* Begin Page text *
Archive | Simply Tasty Treats RSS feed for this section

Fermented Food=Happy Tummy

25 Oct

Dinner with the John & Charmaine at Farm Block


Hoooooooooly cow. So The Appleseed Collective just returned from a jaunt around Lake Michigan–straight north through the mitten, kissing the shore of Lake Superior (in both Marquette and the beautiful Keweenaw peninsula), then winding through Wisconsin, ending with an 8-hour visit to Chicago and arriving back in Ann Arbor around 5 am. ALL IN ONE DAY! Just kidding. We were gone for about 3 weeks. My apologies for the writing absence, though I hope some of the flickr photos were enjoyed. Our road diet probably differs greatly from what you might think fitting for a touring band. There are definitely groups out there that are pop-tart poppin, Big Mac sloppin, artery cloggin junk food lovers. We are very much not that. Staples of The Appleseed Collective tour pantry include: homemade granola, homemade hummus, sauerkraut, sprouted almonds, yogurt, lentils, veggies, quinoa, and nutritional yeast. Being that we are not yet world famous, we can't exactly request that gluten-free, organic, vegetarian meals be ready and waiting in our hotel rooms, so instead we find a local food co-op and cook our own meals in the homes of our gracious hosts.

We make some pretty epic breakfasts and dinners, trying to repay the generosity shown to us with delicious smells and tastes. One gets very used to eating similar things daily when on the road–the cooler holds sandwich fixings and as much fresh produce as we can stand to carry, and the granola lasted for breakfast til about 4 days from home. We found a few treats, like delicious gluten-free pizza at The Orpheum Theater/Studio Pizza in Hancock, MI, and a whiskey list beyond belief at Fitzgerald's in Eagle River, MI. The gluten-consuming part of the band fell deeply in love with Ray's Polish Fire (hot sauce from the Keweenaw) and Brandon and I found some gluten-free love in the form of chocolat/peanut butter cupcakes at Kavarna in Green Bay, WI. As I read back through this post, I think I can say with confidence that The Appleseed Collective thinks/talks about and eats food about as much or more than we play music on tour.
* End Page text *
* Begin Stored data *
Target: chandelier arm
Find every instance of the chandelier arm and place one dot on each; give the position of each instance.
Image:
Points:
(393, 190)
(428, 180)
* End Stored data *
According to the blog post on the band's tour food, where were the gluten-free cupcakes found?

At Kavarna in Green Bay, WI.